** START OF Listed records **

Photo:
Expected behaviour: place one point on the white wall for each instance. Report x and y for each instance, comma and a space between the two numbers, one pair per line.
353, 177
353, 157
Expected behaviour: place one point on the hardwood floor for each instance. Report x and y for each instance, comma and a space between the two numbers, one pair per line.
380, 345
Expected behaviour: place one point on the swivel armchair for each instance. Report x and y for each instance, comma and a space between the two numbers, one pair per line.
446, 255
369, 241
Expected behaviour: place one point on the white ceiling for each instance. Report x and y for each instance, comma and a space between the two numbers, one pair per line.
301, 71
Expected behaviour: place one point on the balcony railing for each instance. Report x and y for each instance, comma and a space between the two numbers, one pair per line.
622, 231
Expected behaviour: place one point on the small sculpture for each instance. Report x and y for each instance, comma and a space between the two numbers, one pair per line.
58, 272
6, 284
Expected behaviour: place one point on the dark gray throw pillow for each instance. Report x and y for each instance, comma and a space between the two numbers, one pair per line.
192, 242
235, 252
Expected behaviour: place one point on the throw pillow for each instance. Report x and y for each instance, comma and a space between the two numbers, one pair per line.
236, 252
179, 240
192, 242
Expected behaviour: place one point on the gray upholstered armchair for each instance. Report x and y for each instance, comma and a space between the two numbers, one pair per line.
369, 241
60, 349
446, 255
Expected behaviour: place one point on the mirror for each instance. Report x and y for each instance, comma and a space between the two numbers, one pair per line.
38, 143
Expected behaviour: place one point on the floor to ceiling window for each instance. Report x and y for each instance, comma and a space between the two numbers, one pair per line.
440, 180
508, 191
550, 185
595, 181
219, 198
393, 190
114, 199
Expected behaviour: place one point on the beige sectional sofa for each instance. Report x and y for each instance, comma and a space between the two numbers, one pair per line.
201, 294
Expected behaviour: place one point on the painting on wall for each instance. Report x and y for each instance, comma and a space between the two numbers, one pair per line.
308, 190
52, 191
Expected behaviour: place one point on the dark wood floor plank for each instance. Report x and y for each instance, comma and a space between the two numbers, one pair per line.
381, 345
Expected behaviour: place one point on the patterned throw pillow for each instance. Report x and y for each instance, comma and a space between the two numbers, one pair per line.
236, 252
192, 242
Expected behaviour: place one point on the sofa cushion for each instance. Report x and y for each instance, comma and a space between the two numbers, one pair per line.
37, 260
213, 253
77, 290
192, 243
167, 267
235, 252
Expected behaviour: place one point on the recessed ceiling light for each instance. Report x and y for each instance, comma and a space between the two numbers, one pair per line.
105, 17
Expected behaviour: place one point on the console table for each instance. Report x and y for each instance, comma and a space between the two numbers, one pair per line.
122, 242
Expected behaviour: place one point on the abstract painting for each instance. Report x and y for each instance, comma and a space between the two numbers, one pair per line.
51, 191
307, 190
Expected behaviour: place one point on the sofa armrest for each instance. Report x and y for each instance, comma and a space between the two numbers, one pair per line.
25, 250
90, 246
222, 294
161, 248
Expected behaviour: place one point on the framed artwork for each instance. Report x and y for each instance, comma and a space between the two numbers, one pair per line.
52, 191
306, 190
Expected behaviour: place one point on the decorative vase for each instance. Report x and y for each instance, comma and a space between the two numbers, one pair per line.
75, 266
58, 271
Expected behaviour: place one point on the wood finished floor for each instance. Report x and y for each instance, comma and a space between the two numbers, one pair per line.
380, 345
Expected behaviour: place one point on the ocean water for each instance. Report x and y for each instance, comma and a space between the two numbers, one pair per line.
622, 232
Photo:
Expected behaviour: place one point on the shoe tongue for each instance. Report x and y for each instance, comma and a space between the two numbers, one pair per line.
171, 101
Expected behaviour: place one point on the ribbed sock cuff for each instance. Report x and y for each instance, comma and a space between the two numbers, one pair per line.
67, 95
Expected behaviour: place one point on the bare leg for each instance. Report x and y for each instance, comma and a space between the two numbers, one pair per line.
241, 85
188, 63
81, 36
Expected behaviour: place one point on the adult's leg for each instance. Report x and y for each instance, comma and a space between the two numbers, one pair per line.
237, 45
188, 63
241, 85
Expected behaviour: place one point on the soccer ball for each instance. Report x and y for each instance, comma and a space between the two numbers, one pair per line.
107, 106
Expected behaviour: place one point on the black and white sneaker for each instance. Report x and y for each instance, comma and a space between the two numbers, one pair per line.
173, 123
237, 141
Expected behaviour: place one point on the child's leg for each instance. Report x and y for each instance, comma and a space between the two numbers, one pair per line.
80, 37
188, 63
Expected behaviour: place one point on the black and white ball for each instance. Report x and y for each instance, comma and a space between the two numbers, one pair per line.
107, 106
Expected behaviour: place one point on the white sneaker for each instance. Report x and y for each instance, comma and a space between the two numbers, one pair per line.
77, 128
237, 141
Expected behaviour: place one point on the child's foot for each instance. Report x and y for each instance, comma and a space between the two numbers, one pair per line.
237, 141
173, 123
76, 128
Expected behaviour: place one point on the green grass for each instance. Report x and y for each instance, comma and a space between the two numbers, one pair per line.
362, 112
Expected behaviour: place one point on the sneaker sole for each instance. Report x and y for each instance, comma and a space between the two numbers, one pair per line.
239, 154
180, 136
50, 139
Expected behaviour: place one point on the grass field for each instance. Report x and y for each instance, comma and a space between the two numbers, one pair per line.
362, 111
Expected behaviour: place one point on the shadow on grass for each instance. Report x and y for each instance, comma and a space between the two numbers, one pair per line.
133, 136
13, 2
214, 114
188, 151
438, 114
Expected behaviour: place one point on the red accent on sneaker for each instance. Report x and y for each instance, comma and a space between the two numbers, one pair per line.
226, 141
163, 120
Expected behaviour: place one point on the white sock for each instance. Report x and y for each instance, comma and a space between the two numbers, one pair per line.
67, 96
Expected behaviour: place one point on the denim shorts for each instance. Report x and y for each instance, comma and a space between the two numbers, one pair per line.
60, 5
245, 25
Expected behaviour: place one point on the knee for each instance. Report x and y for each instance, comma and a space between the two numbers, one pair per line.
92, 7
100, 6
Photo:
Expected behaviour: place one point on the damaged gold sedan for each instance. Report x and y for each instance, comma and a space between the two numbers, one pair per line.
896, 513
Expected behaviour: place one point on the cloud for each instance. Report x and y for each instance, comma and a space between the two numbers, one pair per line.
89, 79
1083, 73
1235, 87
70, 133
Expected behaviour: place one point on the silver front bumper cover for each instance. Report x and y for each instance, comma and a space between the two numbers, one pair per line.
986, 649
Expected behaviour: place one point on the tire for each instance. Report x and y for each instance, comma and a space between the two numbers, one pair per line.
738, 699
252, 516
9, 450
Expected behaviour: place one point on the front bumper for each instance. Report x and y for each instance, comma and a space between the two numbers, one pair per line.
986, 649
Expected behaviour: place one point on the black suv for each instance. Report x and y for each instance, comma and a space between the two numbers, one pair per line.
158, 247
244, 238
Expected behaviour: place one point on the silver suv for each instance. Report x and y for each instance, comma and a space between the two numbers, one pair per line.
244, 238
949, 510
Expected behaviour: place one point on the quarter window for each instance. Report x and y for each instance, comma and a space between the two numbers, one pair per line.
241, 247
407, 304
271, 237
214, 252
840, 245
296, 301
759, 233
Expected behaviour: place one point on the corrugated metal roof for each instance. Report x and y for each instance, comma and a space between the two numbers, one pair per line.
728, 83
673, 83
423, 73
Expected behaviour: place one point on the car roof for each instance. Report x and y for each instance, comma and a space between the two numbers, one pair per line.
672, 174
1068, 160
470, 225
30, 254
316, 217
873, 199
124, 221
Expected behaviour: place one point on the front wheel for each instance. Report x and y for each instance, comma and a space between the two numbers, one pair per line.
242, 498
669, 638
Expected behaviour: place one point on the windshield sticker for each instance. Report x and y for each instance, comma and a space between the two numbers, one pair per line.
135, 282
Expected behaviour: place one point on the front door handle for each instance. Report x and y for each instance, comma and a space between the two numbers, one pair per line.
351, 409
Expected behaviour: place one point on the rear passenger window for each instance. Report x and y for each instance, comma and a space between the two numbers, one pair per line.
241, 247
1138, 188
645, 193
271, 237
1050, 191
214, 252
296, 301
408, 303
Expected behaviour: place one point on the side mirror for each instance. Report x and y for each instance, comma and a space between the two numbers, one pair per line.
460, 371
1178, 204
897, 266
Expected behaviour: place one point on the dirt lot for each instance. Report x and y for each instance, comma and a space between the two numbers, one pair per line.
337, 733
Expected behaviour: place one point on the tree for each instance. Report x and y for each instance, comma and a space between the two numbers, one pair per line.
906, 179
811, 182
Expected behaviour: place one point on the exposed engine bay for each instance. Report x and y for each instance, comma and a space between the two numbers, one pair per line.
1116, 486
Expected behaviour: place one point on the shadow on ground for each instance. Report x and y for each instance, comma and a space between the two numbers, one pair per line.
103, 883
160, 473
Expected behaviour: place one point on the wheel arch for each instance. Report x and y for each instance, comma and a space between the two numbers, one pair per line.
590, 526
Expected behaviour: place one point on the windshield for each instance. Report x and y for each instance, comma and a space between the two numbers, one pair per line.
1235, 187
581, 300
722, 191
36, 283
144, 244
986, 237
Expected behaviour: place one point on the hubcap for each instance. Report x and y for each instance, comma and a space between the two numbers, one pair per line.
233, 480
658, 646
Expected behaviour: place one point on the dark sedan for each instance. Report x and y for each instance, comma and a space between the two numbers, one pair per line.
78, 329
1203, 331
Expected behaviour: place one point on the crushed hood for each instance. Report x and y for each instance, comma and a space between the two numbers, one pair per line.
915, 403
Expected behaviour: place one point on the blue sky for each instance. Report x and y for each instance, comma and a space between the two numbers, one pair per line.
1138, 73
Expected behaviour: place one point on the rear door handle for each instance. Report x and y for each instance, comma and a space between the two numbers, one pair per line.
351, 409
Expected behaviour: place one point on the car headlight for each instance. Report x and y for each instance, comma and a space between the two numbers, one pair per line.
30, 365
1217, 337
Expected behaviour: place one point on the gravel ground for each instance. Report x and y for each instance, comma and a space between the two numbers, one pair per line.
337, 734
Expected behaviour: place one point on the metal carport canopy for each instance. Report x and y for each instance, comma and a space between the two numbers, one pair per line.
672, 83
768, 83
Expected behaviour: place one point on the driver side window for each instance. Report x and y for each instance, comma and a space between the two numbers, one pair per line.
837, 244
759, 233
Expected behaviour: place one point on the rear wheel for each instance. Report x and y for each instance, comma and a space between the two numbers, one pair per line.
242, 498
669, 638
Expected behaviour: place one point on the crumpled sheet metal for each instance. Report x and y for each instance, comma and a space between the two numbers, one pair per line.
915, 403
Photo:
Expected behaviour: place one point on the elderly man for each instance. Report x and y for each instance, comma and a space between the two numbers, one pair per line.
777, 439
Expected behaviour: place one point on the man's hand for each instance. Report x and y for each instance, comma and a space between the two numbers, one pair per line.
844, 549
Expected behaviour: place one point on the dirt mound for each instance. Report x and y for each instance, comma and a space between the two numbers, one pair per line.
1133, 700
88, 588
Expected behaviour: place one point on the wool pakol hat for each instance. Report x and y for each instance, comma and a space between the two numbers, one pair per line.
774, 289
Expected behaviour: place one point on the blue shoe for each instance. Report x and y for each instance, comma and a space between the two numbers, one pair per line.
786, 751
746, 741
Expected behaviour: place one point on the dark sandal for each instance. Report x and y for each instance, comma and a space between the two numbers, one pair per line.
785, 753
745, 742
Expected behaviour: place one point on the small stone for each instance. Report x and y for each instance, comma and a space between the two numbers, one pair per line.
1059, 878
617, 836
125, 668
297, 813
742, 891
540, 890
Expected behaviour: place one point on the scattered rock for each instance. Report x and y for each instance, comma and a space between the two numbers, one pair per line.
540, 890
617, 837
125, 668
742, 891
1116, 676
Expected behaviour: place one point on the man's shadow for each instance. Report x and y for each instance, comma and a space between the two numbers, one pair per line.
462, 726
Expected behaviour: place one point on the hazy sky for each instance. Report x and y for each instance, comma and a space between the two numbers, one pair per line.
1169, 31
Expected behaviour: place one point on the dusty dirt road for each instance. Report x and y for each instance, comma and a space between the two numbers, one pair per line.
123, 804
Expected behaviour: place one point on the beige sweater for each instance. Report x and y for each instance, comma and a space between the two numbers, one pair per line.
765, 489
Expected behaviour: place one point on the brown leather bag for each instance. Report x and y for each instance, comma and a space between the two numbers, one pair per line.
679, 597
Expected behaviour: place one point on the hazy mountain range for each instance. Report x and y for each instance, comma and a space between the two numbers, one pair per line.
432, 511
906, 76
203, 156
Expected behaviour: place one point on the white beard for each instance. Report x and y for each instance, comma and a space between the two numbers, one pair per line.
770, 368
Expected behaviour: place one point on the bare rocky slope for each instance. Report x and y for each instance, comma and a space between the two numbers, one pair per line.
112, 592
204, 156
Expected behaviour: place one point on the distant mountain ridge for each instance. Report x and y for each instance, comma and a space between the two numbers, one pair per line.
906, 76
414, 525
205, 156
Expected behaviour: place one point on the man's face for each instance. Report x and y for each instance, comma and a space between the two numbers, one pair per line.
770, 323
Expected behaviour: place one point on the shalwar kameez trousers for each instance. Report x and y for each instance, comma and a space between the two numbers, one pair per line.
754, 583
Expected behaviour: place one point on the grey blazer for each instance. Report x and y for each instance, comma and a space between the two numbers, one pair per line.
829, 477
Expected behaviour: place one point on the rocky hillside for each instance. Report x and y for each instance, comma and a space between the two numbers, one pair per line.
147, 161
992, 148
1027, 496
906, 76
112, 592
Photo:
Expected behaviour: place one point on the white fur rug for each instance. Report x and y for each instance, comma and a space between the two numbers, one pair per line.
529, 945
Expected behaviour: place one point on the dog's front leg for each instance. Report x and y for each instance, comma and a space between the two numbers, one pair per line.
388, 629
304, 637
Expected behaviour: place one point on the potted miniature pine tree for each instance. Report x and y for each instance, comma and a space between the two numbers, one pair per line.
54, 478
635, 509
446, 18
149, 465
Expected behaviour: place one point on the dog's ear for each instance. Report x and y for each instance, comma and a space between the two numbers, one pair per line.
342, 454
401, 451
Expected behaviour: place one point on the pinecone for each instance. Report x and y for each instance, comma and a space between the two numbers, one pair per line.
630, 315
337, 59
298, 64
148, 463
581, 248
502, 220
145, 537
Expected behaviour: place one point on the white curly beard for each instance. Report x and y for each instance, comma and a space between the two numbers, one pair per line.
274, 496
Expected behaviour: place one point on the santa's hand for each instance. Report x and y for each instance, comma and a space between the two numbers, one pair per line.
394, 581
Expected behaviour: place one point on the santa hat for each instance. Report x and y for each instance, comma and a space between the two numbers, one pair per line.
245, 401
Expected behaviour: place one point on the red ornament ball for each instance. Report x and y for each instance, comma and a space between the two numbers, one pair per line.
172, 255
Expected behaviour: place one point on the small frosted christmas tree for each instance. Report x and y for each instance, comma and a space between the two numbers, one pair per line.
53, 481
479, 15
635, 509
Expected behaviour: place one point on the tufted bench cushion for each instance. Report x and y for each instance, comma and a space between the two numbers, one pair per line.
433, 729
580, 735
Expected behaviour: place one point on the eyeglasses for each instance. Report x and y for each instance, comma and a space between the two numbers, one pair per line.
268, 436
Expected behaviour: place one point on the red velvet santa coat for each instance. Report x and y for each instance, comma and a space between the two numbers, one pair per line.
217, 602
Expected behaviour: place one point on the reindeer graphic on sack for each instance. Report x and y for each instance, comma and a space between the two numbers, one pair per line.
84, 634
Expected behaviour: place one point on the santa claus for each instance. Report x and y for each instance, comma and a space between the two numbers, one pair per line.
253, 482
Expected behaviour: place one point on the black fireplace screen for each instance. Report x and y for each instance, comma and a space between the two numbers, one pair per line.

** END OF Listed records **

Quote every line from the line containing "Expected behaviour: place one point on the red velvet" through the closing line of the listing, including both.

**Correct result**
Expected behaviour: place one point on the red velvet santa coat for each instance. Report x and y for each instance, comma and a space between the two numbers, one pair per line.
217, 602
Expected behaviour: place one point on the reindeer graphic on sack for each instance. Report x and y for each instance, comma and a space between the two numbers, one pair per line.
84, 634
Expected behaviour: place one point on the santa claus for each instance. Report x and y for each instance, comma and a space between the two numbers, one pair per line.
253, 482
Expected behaviour: place one point on the black fireplace screen for each instance. Report x and y for each instance, comma and a space between the two numbers, one pair per line.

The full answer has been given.